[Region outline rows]
○ ○ ○ ○
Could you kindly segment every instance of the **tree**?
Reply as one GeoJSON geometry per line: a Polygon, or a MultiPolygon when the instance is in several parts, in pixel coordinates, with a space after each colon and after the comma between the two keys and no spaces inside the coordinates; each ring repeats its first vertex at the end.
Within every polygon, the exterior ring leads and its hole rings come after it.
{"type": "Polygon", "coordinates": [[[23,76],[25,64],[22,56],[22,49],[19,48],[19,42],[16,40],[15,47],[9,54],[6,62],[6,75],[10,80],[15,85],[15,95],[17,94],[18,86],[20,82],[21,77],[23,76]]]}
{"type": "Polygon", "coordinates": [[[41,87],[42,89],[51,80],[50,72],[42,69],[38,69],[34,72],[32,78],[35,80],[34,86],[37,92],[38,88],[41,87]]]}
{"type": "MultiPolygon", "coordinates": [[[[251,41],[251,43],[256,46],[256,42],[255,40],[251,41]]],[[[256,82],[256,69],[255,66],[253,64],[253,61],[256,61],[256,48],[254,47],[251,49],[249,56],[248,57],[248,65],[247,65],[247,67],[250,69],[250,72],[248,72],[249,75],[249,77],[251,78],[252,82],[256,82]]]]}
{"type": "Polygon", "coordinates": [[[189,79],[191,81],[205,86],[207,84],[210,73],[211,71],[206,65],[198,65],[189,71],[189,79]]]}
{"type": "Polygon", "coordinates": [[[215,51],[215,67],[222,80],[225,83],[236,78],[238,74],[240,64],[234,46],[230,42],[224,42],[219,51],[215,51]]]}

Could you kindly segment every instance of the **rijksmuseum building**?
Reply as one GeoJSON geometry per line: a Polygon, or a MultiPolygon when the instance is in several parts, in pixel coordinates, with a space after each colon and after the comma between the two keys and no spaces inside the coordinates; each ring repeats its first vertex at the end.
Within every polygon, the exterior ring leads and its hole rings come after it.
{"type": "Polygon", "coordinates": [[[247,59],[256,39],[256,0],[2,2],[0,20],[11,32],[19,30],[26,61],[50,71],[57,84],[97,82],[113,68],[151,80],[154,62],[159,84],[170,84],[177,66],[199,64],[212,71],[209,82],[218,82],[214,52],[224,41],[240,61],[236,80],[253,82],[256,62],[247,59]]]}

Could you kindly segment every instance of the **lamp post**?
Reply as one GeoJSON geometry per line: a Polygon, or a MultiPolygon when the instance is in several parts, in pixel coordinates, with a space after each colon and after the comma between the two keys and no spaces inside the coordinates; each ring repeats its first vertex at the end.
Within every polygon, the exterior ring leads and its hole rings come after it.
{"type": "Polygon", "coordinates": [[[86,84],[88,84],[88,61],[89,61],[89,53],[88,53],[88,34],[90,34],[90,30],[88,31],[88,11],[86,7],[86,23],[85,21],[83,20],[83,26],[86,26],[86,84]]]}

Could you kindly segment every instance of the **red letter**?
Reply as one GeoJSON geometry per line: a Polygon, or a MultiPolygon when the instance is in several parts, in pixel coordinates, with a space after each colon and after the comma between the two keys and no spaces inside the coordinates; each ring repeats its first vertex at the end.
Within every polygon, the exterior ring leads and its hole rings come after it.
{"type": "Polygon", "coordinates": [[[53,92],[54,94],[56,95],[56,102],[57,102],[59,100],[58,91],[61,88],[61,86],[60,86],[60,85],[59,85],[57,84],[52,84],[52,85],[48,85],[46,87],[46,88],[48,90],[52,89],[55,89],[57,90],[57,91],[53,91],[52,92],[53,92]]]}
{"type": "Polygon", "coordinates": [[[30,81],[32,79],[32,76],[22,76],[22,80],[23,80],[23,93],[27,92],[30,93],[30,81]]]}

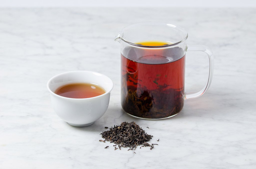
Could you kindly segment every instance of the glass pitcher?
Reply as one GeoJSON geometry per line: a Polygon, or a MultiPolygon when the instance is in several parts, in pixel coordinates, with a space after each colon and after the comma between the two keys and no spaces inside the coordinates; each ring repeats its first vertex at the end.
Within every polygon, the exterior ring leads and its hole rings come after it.
{"type": "Polygon", "coordinates": [[[211,49],[188,45],[187,32],[173,25],[149,22],[122,29],[115,40],[121,46],[121,102],[123,108],[136,117],[159,119],[180,111],[184,100],[201,95],[210,84],[213,73],[211,49]],[[196,92],[184,91],[186,52],[202,51],[209,59],[208,80],[196,92]]]}

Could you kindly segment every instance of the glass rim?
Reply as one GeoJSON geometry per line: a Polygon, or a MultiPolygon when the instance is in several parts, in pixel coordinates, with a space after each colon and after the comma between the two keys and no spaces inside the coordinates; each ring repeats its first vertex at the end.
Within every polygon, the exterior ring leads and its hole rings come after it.
{"type": "Polygon", "coordinates": [[[133,23],[123,28],[121,30],[121,31],[120,31],[119,32],[118,32],[118,33],[116,35],[116,36],[115,38],[115,41],[116,41],[118,40],[119,39],[120,39],[130,45],[138,47],[148,48],[162,48],[166,47],[169,47],[169,46],[175,46],[178,44],[186,40],[187,39],[188,36],[188,34],[187,32],[187,31],[186,31],[184,28],[182,27],[176,25],[174,25],[173,24],[171,24],[170,23],[169,23],[168,22],[164,22],[153,21],[133,23]],[[126,40],[121,35],[121,33],[123,32],[124,32],[126,30],[127,30],[128,29],[132,28],[134,27],[138,26],[147,25],[151,25],[166,26],[173,28],[176,28],[178,29],[181,32],[183,32],[183,33],[184,33],[184,34],[185,34],[186,35],[185,37],[183,38],[181,40],[180,40],[177,42],[168,45],[162,45],[161,46],[145,46],[133,43],[132,42],[129,42],[128,41],[126,40]]]}

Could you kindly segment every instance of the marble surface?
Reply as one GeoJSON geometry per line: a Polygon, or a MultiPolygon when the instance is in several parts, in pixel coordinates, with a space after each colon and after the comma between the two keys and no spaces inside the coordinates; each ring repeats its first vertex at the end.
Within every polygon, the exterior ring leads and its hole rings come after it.
{"type": "MultiPolygon", "coordinates": [[[[255,8],[1,9],[0,168],[256,168],[255,30],[255,8]],[[207,45],[215,57],[209,90],[163,120],[133,118],[120,103],[114,39],[123,27],[148,21],[184,27],[188,44],[207,45]],[[53,76],[77,70],[114,83],[107,112],[85,127],[57,116],[46,88],[53,76]],[[159,145],[135,154],[99,141],[104,127],[124,121],[136,122],[159,145]]],[[[197,54],[187,53],[187,91],[206,80],[206,57],[197,54]]]]}

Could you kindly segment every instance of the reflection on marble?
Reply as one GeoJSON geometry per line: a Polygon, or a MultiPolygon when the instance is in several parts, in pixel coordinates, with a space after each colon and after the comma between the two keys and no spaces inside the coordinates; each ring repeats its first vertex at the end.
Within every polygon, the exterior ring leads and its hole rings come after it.
{"type": "MultiPolygon", "coordinates": [[[[0,168],[255,168],[255,11],[1,9],[0,168]],[[177,115],[161,120],[129,116],[120,101],[120,46],[113,39],[123,27],[149,20],[183,27],[188,44],[208,46],[215,57],[209,90],[185,101],[177,115]],[[46,87],[53,76],[76,70],[102,73],[114,83],[106,112],[86,127],[71,126],[57,116],[46,87]],[[135,154],[99,141],[105,126],[133,121],[159,145],[135,154]]],[[[206,57],[192,52],[186,57],[186,90],[199,89],[206,81],[206,57]]]]}

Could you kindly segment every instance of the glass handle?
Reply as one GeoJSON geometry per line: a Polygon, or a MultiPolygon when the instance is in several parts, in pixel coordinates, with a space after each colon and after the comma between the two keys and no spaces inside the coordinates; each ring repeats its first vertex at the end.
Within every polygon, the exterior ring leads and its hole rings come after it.
{"type": "Polygon", "coordinates": [[[213,74],[213,56],[212,52],[208,46],[201,45],[187,45],[186,51],[202,51],[206,53],[209,58],[209,76],[204,86],[199,91],[186,92],[185,99],[194,99],[202,95],[210,87],[213,74]]]}

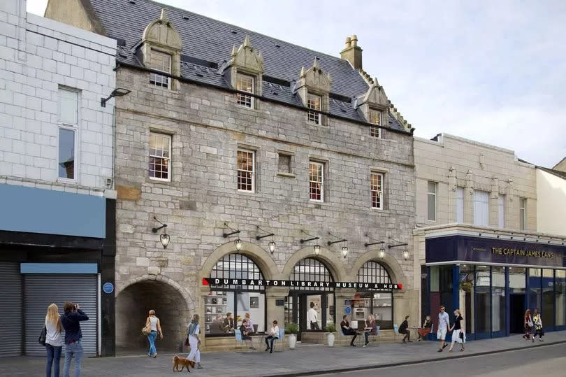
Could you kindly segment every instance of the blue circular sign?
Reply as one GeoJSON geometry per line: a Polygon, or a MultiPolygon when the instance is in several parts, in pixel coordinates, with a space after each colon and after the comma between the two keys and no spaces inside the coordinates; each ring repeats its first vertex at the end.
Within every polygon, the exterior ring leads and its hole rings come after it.
{"type": "Polygon", "coordinates": [[[112,293],[114,292],[114,285],[111,283],[105,283],[102,286],[102,290],[104,291],[104,293],[112,293]]]}

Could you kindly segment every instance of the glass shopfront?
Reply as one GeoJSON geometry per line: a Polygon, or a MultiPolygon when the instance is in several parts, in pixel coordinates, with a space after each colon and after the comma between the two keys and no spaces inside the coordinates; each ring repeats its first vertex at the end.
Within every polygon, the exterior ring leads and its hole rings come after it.
{"type": "MultiPolygon", "coordinates": [[[[210,272],[211,278],[263,279],[259,267],[241,254],[228,254],[218,261],[210,272]]],[[[254,285],[211,285],[203,297],[205,334],[207,336],[233,336],[246,314],[255,332],[266,331],[265,288],[254,285]]]]}
{"type": "Polygon", "coordinates": [[[460,309],[466,336],[470,340],[522,333],[523,318],[528,308],[531,311],[538,308],[545,331],[566,329],[566,266],[563,259],[566,248],[509,241],[505,242],[505,247],[500,247],[496,240],[461,236],[433,240],[430,243],[427,240],[427,262],[430,260],[433,265],[421,269],[422,288],[427,291],[421,298],[422,316],[430,313],[435,328],[439,308],[444,305],[451,323],[453,310],[460,309]],[[438,250],[445,252],[455,262],[439,262],[442,255],[438,250]],[[473,260],[474,253],[485,263],[473,260]],[[494,264],[489,263],[491,255],[494,264]],[[509,256],[509,262],[519,264],[526,260],[549,266],[504,266],[500,263],[504,255],[509,256]],[[515,255],[523,259],[514,260],[515,255]],[[472,260],[462,262],[465,259],[472,260]]]}
{"type": "MultiPolygon", "coordinates": [[[[305,258],[295,264],[290,280],[333,282],[324,264],[315,258],[305,258]]],[[[334,322],[334,288],[295,287],[285,300],[285,323],[298,325],[297,339],[302,332],[323,332],[334,322]]]]}

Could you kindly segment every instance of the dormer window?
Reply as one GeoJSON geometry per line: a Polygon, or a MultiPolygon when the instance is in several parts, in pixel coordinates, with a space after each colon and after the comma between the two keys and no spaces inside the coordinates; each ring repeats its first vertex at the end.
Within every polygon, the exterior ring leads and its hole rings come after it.
{"type": "MultiPolygon", "coordinates": [[[[166,73],[171,73],[171,55],[152,50],[150,68],[166,73]]],[[[150,83],[157,87],[170,88],[168,76],[159,73],[150,73],[150,83]]]]}
{"type": "MultiPolygon", "coordinates": [[[[254,93],[254,78],[250,76],[238,73],[236,89],[242,92],[254,93]]],[[[242,93],[236,94],[236,103],[244,107],[254,108],[254,97],[242,93]]]]}
{"type": "Polygon", "coordinates": [[[321,115],[320,113],[317,112],[320,111],[320,96],[311,94],[309,93],[308,97],[307,97],[307,107],[312,110],[316,110],[317,111],[308,112],[308,121],[314,123],[315,125],[321,124],[321,115]]]}
{"type": "Polygon", "coordinates": [[[370,108],[368,111],[368,121],[372,125],[370,126],[370,136],[375,138],[382,137],[382,129],[377,126],[382,125],[382,113],[370,108]]]}

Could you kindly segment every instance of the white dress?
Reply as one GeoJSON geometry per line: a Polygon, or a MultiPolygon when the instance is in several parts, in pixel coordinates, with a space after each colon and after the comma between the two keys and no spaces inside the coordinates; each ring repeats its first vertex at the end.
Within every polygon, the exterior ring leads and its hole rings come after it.
{"type": "MultiPolygon", "coordinates": [[[[196,325],[196,328],[194,329],[194,334],[198,334],[201,332],[201,325],[196,325]]],[[[201,362],[201,350],[198,349],[198,339],[194,334],[189,335],[189,345],[191,346],[191,353],[187,359],[193,360],[196,362],[201,362]]]]}

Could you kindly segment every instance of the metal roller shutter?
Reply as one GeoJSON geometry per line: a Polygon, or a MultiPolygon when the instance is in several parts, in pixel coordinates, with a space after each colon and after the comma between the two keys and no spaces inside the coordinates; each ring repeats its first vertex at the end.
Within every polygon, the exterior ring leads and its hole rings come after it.
{"type": "Polygon", "coordinates": [[[19,263],[0,263],[0,357],[22,355],[21,276],[19,263]]]}
{"type": "Polygon", "coordinates": [[[45,320],[47,308],[55,302],[62,314],[63,305],[70,301],[80,305],[80,308],[89,316],[89,320],[80,322],[85,355],[96,355],[96,275],[26,274],[24,287],[26,355],[45,355],[45,348],[38,343],[37,339],[45,320]]]}

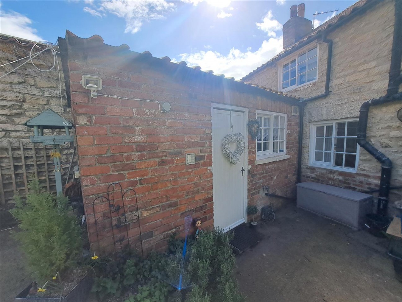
○ ○ ○ ○
Format as a JSON list of strings the rows from the line containing "Could you kindly segment every instance of the metal" through the end of the rows, both ends included, with one string per line and blank lines omitted. Leave the pictures out of the answer.

[
  "Could you kindly segment every instance of the metal roller shutter?",
  "Reply as one GeoJSON geometry per line: a Polygon, or a MultiPolygon when the instance is in several parts, in pixel coordinates, with a space after each colon and after the comma between the two keys and no spaces inside the coordinates; each ring repeats its first vertex at the end.",
  "Within every polygon, the exterior ring leads and its hole rings come after it.",
  "{\"type\": \"Polygon\", \"coordinates\": [[[19,263],[0,263],[0,357],[22,355],[21,276],[19,263]]]}",
  "{\"type\": \"Polygon\", \"coordinates\": [[[45,320],[47,308],[55,302],[62,314],[63,305],[70,301],[80,305],[80,308],[89,316],[89,320],[80,322],[85,355],[96,355],[96,275],[26,274],[24,287],[26,355],[45,355],[45,348],[38,343],[37,339],[45,320]]]}"
]